→ **Problem statement**: From the material below, collect every line that contains the string "stripe".

-- Task material start --

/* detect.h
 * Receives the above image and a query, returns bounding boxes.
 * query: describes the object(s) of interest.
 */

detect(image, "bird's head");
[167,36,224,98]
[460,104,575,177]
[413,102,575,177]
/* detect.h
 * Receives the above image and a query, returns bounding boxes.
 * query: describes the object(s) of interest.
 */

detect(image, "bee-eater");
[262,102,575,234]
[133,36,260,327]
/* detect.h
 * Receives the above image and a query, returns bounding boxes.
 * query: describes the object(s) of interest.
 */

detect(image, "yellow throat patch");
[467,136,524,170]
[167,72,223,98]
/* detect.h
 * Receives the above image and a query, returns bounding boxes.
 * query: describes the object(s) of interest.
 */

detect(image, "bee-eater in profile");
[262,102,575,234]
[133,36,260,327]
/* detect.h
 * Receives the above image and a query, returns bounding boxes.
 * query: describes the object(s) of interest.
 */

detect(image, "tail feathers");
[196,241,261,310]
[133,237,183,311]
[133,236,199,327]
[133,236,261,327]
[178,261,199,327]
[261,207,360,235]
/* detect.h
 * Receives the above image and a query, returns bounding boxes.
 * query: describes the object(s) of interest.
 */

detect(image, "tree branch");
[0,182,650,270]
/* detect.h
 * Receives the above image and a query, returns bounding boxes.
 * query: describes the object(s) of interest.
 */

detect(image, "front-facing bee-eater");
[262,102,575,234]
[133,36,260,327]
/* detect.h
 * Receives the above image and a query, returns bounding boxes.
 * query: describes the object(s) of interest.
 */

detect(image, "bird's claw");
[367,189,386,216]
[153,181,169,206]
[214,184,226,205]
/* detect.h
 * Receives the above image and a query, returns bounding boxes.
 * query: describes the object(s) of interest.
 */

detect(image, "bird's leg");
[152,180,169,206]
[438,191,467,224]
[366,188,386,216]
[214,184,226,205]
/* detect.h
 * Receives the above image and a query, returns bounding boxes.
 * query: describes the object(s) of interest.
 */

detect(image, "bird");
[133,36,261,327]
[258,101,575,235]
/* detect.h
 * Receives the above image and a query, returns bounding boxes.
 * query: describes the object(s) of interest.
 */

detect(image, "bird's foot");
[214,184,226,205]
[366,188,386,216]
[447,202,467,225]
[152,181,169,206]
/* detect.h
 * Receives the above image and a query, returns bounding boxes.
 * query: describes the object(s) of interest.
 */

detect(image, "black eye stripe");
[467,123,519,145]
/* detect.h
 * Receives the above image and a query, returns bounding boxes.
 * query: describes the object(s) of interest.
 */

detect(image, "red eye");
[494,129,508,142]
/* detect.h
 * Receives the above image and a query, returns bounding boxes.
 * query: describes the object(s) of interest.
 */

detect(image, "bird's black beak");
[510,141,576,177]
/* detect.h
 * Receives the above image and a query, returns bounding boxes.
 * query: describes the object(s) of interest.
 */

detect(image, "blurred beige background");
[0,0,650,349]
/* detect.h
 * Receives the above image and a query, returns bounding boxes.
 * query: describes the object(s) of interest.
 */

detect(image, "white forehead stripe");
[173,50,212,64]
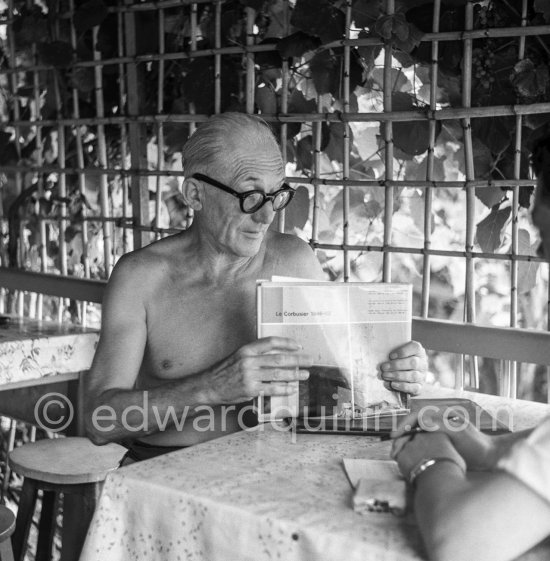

-- Task material end --

→ **Final answer**:
detect(image, "black eye stripe");
detect(image, "white forehead stripe");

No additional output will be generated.